Brice Hortefeux, the French interior minister, has revealed that one of the two mail bombs, which were set to explode last week was defused approximately 17 minutes from exploding.
The French official provided no other details when he was interviewed for France's state-run France-2 television. He also did not provide where he got the information about the timing.
Investigators isolated the Chicago-bound packages and removed them from the cargo planes in England and the United Arab Emirates Friday. There, they found the explosives wired to cell phones and concealed in toner cartridges for computer printers.
Communication cards had been removed so that the phones could not receive calls, the Chicago Tribune reported. This detail made it likely the terrorists intended alarm or timer functions to detonate the bombs, noted the newspaper.
In October, an alert about an al-Qaida plot in Europe had been issued, indicating the terror group was "expecting to be active" on the continent, officials said.
French officials put the Saudi Arabian intelligence in the context of alerts issued in September based on intelligence from Interpol and Algeria, saying the information was "serious and reliable," the EUobserver said.
"I can tell you -- and it's not information that's been made public yet -- that even a few hours, a few days ago, there was a new message, from the Saudi services, indicating to us that al-Qaida on the Arabian Peninsula was certainly active, or expecting to be active, in Europe, especially France," Hortefeux said.
Hortefeux said the French national security alert level would remain "reinforced red," a step below the maximum "scarlet" level.
The minister said France, which has 61 people imprisoned on terrorism charges, is monitoring extremist Web sites and "a certain number of people who study at extremist Koranic institutes" who are planning to return to France from North Africa.

Activity: Summarize the report about the mail bombs in two sentences. The rows come from a separate source and are not connected to the report.

Given data:

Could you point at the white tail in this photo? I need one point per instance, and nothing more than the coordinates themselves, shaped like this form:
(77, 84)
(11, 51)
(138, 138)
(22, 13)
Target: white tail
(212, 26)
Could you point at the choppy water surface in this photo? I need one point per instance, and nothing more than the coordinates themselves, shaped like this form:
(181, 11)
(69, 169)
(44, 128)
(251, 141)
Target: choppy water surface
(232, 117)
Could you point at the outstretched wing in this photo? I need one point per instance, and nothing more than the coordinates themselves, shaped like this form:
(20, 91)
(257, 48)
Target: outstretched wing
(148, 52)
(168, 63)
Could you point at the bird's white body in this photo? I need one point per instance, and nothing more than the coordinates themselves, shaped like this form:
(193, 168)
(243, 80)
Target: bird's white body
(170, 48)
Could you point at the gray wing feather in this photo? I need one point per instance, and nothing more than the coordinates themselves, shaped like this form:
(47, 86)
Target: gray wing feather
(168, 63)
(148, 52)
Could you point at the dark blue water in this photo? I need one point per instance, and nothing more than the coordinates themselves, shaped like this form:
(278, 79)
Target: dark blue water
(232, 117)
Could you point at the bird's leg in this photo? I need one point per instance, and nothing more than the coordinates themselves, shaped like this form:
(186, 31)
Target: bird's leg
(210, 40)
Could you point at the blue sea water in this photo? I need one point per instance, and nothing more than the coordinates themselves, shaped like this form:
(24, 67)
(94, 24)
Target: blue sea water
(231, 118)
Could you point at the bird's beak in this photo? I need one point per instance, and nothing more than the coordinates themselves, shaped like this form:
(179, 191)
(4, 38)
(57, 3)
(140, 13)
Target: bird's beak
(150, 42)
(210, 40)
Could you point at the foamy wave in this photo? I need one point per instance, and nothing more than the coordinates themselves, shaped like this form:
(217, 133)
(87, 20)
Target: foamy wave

Exercise answer: French interior minister Brice Hortefeux said that one of two mail bombs was defused about 17 minutes before it would have exploded; the Chicago-bound packages were removed from cargo planes in England and the United Arab Emirates and held explosives wired to cell phones and hidden in printer toner cartridges. Hortefeux also said that France's national security alert level would stay at "reinforced red," one step below the maximum "scarlet" level.